▶ Exercise requirements: Pull out each line of the data below that contains the string "bicycle". Case counts.

Location annotation dataset excerpts:
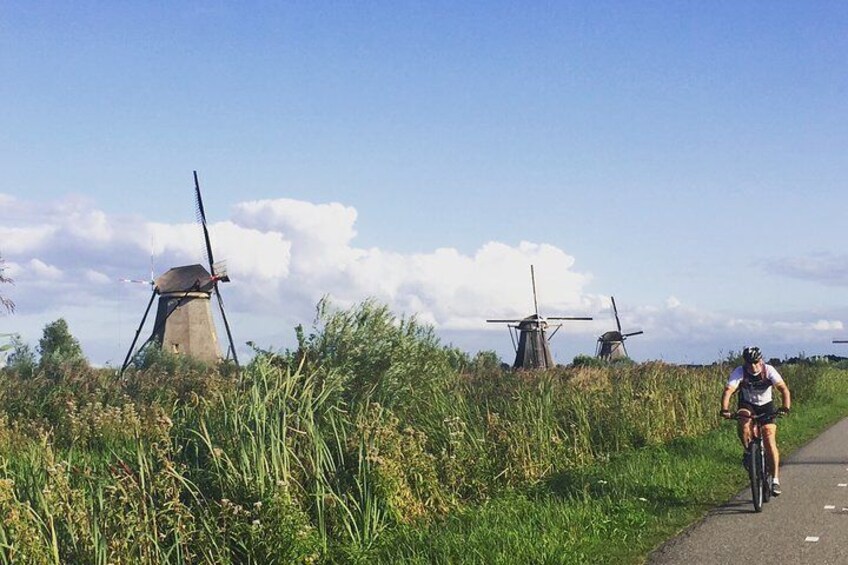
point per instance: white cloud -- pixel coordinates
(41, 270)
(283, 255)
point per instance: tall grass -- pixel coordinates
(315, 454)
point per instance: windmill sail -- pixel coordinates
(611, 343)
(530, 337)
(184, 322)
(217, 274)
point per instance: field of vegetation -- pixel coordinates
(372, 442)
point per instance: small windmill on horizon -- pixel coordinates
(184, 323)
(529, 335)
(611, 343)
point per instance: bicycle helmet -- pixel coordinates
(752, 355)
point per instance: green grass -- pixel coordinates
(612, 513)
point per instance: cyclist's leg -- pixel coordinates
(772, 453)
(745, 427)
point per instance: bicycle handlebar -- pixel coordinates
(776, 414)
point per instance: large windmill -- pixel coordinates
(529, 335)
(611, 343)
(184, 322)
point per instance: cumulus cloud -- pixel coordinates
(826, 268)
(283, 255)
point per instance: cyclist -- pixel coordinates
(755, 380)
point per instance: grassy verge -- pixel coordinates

---

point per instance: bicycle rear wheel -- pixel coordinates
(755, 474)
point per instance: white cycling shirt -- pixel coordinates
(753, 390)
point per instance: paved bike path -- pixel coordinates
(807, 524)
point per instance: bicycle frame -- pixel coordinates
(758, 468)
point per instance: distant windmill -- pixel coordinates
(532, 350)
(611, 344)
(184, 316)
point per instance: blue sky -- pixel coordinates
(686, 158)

▶ Output:
point per instance: bicycle helmet -- pixel coordinates
point per instance: bicycle handlebar -- pixel coordinates
point per instance: bicycle rear wheel -- pixel coordinates
point per instance: bicycle frame -- pixel coordinates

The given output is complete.